From the post below on data mining for genetic algorithm research, extract the stretch from "We would run" through "they being caused?" word for word.

(Supplied text)
____

I recently interviewed Denny Lee from the SQL Customer Advisory Team about applying data mining to medical research which you can see a video of on Channel 8.  I asked Denny about other areas of academic research where data mining could be applied.  I gave this question some thought on my own and one interesting area could be in genetic algorithm (GA) research.

My advisor for my Computer Science degree was, Dr. Jeff Horn, whose main area of research was GA.  I am by no means an expert on the topic, but I had the opportunity to work a bit with the technology.  GA’s are generally used to find “best fit” solutions to NP-complete problems in which it is “impossible” to test every combination of solution so a method for finding a best fit solution is needed.

dna GA’s use a paradigm based on evolutionary biology where solution sets combine, crossover, mutate, etc.  The goal is to find a solution with the best “fitness”.  The GA’s we were using 10 years ago were passed a number of different startup parameters that affected the number of generations, chance of mutation and crossover, etc.  Depending on the problem set we would see the GA runs come up with varying solutions in terms of fitness.

Now you may be asking yourself “What about data mining?”

We would run these GA’s over and over and over logging and analyzing the results.  My suggestion would be to store the startup parameters and results of the runs or the performance of each generation into a data warehouse.  An example of the types of questions you could use data mining classification for are:

·         What are the clusters of ranges of startup parameters that provide the highest fitness?

·         Is the algorithm generating clusters of solutions?  What are they and why are they being caused?

Although the questions above are only scratching the surface, I think researchers who live and breathe this stuff could really benefit from the power of data mining tools to complement their research, tune the algorithms, etc.

Do any readers out there have more ideas how data mining could be applied in academia?

____

(Excerpted records)
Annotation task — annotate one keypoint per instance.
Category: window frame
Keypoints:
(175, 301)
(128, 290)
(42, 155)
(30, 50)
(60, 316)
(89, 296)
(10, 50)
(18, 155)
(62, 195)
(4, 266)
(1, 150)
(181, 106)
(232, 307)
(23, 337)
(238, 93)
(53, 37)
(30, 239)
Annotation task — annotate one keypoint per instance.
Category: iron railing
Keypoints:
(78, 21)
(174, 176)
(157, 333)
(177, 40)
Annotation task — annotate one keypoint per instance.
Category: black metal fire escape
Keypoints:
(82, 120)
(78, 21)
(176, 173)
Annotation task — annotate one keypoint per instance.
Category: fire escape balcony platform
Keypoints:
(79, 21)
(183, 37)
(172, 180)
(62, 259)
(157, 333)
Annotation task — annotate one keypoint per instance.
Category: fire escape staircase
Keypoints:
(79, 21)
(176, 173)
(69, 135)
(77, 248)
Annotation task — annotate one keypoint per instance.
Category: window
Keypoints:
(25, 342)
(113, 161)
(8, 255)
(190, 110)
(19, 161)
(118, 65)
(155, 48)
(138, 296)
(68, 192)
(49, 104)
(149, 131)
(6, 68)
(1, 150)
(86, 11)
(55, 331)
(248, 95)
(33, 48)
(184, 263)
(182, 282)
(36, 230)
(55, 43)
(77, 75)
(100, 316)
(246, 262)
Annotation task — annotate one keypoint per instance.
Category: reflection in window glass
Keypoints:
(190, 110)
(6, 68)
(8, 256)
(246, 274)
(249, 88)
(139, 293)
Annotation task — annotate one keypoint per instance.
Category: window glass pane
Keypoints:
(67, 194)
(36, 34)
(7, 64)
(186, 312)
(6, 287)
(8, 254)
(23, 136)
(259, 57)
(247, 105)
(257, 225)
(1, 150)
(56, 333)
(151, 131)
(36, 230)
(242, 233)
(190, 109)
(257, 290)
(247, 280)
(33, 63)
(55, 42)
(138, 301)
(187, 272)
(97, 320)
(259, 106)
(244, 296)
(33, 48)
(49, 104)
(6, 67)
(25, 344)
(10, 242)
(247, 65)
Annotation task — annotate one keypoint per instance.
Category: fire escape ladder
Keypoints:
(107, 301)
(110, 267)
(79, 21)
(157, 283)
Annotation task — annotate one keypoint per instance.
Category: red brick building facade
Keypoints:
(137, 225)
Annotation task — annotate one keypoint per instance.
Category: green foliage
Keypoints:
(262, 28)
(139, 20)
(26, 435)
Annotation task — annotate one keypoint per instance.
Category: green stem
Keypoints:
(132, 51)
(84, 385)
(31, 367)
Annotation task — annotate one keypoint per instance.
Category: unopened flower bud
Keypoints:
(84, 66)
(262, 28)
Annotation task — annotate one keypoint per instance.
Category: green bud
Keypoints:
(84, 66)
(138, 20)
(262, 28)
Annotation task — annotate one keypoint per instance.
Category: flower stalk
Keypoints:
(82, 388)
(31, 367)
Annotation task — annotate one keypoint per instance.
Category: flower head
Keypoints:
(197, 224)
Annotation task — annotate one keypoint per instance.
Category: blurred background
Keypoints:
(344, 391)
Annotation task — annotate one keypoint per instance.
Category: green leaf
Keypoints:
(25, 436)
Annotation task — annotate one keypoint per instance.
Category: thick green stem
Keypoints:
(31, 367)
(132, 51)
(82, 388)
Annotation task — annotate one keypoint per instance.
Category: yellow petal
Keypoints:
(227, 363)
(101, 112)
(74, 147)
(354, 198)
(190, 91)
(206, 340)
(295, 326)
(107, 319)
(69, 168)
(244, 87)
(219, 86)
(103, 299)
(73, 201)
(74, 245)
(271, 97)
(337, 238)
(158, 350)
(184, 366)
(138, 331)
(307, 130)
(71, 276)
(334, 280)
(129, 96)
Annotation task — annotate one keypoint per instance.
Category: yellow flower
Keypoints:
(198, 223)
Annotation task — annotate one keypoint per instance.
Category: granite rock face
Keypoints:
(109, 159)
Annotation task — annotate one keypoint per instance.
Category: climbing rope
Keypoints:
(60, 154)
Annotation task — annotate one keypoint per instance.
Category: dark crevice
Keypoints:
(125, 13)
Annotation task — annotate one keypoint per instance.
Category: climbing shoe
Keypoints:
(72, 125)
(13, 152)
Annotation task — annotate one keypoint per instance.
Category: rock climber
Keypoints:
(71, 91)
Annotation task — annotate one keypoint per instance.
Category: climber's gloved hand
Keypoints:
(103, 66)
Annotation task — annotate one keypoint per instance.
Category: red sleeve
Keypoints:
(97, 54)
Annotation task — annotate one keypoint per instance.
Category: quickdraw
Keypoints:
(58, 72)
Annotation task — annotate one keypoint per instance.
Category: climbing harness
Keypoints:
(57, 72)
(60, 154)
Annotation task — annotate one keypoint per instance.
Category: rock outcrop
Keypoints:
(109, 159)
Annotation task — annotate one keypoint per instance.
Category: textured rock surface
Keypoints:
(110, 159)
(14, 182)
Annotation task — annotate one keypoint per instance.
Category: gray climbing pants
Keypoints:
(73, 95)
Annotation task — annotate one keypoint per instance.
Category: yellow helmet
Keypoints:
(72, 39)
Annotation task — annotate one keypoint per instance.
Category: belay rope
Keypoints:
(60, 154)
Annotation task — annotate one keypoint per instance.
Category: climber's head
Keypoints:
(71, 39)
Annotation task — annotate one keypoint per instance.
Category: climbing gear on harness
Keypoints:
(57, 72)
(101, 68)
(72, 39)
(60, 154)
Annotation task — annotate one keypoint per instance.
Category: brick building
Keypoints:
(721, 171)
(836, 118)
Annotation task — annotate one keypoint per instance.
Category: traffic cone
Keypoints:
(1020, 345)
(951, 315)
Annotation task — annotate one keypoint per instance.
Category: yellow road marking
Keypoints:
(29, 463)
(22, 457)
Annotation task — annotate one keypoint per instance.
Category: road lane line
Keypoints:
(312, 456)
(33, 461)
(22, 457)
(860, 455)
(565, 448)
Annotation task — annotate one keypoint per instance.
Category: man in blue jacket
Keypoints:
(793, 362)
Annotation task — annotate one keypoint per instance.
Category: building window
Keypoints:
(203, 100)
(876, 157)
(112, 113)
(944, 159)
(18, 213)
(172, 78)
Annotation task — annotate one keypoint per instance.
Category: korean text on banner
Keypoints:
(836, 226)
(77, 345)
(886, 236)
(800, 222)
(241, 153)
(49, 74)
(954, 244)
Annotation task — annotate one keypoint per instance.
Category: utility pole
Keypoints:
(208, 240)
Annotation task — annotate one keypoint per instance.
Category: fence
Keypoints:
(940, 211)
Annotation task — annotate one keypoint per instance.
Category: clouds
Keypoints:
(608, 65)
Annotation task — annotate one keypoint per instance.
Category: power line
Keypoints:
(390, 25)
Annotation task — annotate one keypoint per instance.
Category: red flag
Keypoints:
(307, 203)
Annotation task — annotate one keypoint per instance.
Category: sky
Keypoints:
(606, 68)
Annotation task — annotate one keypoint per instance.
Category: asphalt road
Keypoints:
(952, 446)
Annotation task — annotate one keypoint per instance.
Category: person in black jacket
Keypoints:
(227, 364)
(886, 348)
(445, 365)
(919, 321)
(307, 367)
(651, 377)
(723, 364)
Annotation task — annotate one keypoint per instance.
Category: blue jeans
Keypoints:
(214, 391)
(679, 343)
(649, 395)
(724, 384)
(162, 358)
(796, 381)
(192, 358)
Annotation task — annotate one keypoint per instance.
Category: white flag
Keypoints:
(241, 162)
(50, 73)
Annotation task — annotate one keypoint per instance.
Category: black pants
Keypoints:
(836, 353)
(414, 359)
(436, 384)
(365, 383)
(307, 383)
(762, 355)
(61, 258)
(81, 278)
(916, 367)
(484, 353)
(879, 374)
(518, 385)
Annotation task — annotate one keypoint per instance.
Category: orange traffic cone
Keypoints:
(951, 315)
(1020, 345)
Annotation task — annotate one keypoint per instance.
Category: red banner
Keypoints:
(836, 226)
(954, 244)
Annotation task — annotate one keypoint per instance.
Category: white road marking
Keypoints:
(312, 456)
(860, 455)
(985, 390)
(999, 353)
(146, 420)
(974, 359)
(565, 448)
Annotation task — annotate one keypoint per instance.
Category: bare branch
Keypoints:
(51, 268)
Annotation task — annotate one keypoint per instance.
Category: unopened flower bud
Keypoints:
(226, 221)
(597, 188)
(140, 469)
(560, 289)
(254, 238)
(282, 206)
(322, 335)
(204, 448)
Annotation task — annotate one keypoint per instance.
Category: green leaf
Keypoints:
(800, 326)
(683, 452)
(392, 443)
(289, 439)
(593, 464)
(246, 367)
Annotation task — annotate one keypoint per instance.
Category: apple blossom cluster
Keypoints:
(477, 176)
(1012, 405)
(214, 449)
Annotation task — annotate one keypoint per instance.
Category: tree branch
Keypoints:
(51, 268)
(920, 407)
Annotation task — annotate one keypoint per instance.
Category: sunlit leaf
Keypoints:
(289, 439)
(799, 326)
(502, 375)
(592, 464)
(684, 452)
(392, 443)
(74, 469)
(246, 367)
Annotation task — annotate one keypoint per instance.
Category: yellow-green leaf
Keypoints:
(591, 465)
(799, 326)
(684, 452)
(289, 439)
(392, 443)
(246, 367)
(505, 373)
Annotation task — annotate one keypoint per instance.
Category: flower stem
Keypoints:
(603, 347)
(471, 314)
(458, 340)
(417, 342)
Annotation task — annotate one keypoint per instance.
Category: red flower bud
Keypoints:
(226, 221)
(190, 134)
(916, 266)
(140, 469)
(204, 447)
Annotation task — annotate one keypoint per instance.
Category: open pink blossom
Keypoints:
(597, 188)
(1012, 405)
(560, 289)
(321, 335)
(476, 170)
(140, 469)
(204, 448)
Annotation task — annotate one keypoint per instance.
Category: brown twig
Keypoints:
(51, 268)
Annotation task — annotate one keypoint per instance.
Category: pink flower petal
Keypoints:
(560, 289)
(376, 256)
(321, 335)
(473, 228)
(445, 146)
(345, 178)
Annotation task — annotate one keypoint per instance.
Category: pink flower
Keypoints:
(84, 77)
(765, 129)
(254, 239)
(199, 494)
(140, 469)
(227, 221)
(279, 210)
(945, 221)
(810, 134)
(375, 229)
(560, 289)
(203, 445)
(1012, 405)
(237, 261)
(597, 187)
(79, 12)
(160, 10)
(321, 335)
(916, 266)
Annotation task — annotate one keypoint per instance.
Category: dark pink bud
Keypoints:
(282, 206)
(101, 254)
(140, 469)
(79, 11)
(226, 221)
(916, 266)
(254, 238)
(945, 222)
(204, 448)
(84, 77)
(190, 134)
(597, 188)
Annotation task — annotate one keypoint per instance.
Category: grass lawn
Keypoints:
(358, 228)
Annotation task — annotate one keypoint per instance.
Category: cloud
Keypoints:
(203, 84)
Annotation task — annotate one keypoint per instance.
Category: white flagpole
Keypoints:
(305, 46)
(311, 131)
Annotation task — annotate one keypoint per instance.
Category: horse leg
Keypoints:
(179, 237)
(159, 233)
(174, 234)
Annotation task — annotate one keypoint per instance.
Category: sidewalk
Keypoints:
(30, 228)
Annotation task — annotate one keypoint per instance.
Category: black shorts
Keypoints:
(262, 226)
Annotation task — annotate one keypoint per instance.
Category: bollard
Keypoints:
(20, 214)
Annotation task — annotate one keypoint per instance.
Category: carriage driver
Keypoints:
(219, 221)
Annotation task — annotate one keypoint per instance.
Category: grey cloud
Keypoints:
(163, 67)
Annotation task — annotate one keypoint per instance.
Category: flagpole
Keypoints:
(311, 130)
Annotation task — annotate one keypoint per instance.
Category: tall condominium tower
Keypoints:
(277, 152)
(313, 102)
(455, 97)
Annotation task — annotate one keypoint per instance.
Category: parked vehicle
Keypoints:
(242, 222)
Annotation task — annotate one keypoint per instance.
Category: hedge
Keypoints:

____

(Solution to the exercise)
We would run these GA’s over and over and over logging and analyzing the results.  My suggestion would be to store the startup parameters and results of the runs or the performance of each generation into a data warehouse.  An example of the types of questions you could use data mining classification for are:

·         What are the clusters of ranges of startup parameters that provide the highest fitness?

·         Is the algorithm generating clusters of solutions?  What are they and why are they being caused?